■ TAREFAS A REALIZAR ■
• a. De acordo com o texto selecionado, em que locais as aeronaves foram localizadas?
• b. Com base no texto selecionado, explique por que Kishi afirma que Tóquio não pode tratar o incidente como algo corriqueiro.
• c. Reescreva em forma de lista o parágrafo do texto selecionado que começa com "A primeira escala ocorreu", mantendo os fatos principais.

■ TEXTO SELECIONADO ■
++++

Segundo ele, as aeronaves foram localizadas perto da ilha de Hokkaido (Norte) e em uma área central da ilha de Honshu, a maior do país — também foram mandados caças para monitorar a situação.
"Sobre os exercícios militares conduzidos no meio da cúpula entre Japão, EUA, Austrália e Índia, nós os vemos como uma tentativa de mostrar força contra o Japão, que organiza o encontro. E o fato de ter ocorrido no meio do encontro do “Quarteto” nos pareceu mais provocativo do que manobras anteriores", afirmou o ministro.
Kishi apontou ainda que o atual contexto geopolítico, com a China aliada (à sua forma) à Rússia em meio à invasão da Ucrânia não permite que Tóquio deixe de lado as preocupações, e trate o incidente como algo corriqueiro.
Postura agressiva
A viagem de Biden à Ásia é a primeira a uma região apontada por ele como a grande prioridade da nova diplomacia dos EUA. Mas desafios como a pandemia da Covid-19, a desastrosa retirada do Afeganistão e, mais recentemente, a invasão russa da Ucrânia, impuseram alguns atrasos à agenda externa do democrata.
A primeira escala ocorreu na sexta-feira na Coreia do Sul, país que vive suas próprias mudanças políticas após a eleição de Yoon Seok-yeol em março, um conservador que busca laços mais intensos com Washington e uma linha mais dura em relação à Coreia do Norte. Na etapa seguinte, no Japão, Biden anunciou o Quadro Econômico Indo-Pacífico para a Prosperidade (Ipef, na sigla em inglês), uma iniciativa que não é um acordo comercial de fato, mas busca trazer para a esfera de influência dos EUA outras nações da região, como as do Sudeste Asiático.
Nesta terça, ocorreu a reunião de cúpula do Quarteto, uma iniciativa liderada pela Casa Branca que conta com Japão, Índia e Austrália e que tem como objetivo indireto (ou não oficial) servir como ferramenta de contenção à China, tema que Biden vê como um dos pilares da diplomacia americana no século XXI.
Além de defender uma região Indo-Pacífica “livre e aberta”, de criticar mudanças políticas por meio da força, e do anúncio de um plano de investimentos de US$ 50 bilhões até 2027, o encontro foi marcado pela situação Taiwan, considerada uma província rebelde por Pequim e cuja segurança Washington vê como central nas discussões entre aliados na Ásia.

++++

■ Itens armazenados do conjunto de dados ■
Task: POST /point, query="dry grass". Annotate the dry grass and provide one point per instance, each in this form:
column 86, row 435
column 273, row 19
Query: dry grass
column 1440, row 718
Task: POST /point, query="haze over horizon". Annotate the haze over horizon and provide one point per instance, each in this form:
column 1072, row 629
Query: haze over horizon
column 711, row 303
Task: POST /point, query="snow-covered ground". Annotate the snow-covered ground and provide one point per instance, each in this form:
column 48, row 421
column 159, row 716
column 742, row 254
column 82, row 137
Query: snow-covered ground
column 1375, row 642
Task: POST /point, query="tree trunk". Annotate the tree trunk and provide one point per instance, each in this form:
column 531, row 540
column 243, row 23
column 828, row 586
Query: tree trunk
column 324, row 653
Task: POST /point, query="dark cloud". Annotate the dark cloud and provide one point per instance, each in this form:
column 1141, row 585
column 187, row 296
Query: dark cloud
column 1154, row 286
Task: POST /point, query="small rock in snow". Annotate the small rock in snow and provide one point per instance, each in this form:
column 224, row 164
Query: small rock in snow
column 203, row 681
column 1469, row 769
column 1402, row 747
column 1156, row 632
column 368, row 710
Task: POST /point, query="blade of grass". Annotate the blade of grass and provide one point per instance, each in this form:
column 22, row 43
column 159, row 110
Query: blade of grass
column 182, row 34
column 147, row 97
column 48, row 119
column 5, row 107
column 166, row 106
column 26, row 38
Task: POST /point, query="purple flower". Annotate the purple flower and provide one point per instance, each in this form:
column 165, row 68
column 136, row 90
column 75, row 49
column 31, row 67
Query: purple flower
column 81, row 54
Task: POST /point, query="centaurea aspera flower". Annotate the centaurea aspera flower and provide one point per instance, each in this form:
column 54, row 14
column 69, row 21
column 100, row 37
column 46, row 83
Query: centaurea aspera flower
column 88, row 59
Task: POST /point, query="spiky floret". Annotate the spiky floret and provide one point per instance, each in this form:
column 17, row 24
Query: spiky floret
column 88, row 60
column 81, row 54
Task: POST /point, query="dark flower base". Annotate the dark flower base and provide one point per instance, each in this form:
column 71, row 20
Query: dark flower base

++++

■ RESPOSTAS POR TAREFA ■
• a. Perto da ilha de Hokkaido, no Norte, e em uma área central da ilha de Honshu, a maior do país.

• b. Segundo Kishi, o atual contexto geopolítico não permite que Tóquio deixe de lado as preocupações. Nesse contexto, a China está aliada, à sua forma, à Rússia em meio à invasão da Ucrânia.

• c.
- A primeira escala foi na Coreia do Sul, na sexta-feira.
- O país vive mudanças políticas após a eleição de Yoon Seok-yeol em março. Ele é um conservador que busca laços mais intensos com Washington e uma linha mais dura em relação à Coreia do Norte.
- Na etapa seguinte, no Japão, Biden anunciou o Quadro Econômico Indo-Pacífico para a Prosperidade (Ipef).
- O Ipef não é um acordo comercial de fato. Ele busca trazer para a esfera de influência dos EUA outras nações da região, como as do Sudeste Asiático.